> SET TASK: Every record must be written out once more, with nothing added or omitted.

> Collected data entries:
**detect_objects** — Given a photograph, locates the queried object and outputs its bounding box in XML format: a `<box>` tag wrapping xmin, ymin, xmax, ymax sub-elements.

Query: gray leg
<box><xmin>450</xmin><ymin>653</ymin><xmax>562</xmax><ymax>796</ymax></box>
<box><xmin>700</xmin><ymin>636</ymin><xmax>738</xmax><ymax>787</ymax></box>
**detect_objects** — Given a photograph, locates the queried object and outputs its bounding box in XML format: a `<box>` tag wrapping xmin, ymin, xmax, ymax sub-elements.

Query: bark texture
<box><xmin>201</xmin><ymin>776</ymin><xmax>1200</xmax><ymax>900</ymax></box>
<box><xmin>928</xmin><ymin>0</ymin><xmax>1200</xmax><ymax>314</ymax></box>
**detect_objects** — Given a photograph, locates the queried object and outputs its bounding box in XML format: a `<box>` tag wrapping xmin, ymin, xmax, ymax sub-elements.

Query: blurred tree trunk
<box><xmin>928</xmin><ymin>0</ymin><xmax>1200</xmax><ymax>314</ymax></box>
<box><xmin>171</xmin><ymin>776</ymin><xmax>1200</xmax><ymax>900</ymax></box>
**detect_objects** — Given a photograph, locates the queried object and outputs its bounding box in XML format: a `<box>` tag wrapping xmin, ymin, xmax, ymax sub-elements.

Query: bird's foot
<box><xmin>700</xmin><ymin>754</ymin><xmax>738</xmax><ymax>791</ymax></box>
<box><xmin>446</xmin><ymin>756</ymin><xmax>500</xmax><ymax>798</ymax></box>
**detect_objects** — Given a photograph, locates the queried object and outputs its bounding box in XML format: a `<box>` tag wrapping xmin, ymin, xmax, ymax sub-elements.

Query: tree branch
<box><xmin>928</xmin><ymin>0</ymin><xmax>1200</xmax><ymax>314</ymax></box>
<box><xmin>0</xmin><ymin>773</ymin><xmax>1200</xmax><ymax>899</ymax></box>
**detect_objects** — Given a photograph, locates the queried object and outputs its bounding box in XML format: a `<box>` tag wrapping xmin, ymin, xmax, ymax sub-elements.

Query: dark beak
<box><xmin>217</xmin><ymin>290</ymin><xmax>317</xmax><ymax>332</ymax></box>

> EXPECTED OUTPUT:
**detect_objects** — Given a photograph, locates the queried object and outputs its bounding box in XML format: a `<box>` tag wrapping xmin, ymin, xmax, ymax sub-elements.

Query: gray leg
<box><xmin>450</xmin><ymin>653</ymin><xmax>562</xmax><ymax>796</ymax></box>
<box><xmin>700</xmin><ymin>636</ymin><xmax>738</xmax><ymax>787</ymax></box>
**detect_objects** — Given a photograph, locates the queried object and outputs its bounding box in XML format: a `<box>` tag wrapping xmin, ymin, xmax, ymax sub-elements.

Query: bark texture
<box><xmin>201</xmin><ymin>776</ymin><xmax>1200</xmax><ymax>900</ymax></box>
<box><xmin>928</xmin><ymin>0</ymin><xmax>1200</xmax><ymax>314</ymax></box>
**detect_objects** — Given a photograph, locates the queried object and outputs its bounding box in XML format: a `<box>` tag wrapping xmin, ymin, xmax, ymax sub-elements.

Query: blurred tree trunk
<box><xmin>928</xmin><ymin>0</ymin><xmax>1200</xmax><ymax>314</ymax></box>
<box><xmin>171</xmin><ymin>776</ymin><xmax>1200</xmax><ymax>900</ymax></box>
**detect_objects** — Given a photograph, locates the queried object and outputs its bounding box in XML format: a `<box>` tag wrapping xmin, ymin, xmax, ymax sub-elements.

Query: bird's foot
<box><xmin>700</xmin><ymin>754</ymin><xmax>738</xmax><ymax>791</ymax></box>
<box><xmin>446</xmin><ymin>756</ymin><xmax>500</xmax><ymax>798</ymax></box>
**detect_objects** — Given a photograph, locates the queried object and outputs its bounding box in XML format: a `<box>` tag wrapping xmin, ymin, xmax, ymax sub-elements.

Query: tree branch
<box><xmin>928</xmin><ymin>0</ymin><xmax>1200</xmax><ymax>314</ymax></box>
<box><xmin>0</xmin><ymin>773</ymin><xmax>1200</xmax><ymax>899</ymax></box>
**detect_objects** — Given a photograph, locates the queried object and outputs its bounding box in XML format: a `<box>` tag wrapping xmin, ymin, xmax, ymax sub-elements.

Query: dark beak
<box><xmin>217</xmin><ymin>290</ymin><xmax>317</xmax><ymax>332</ymax></box>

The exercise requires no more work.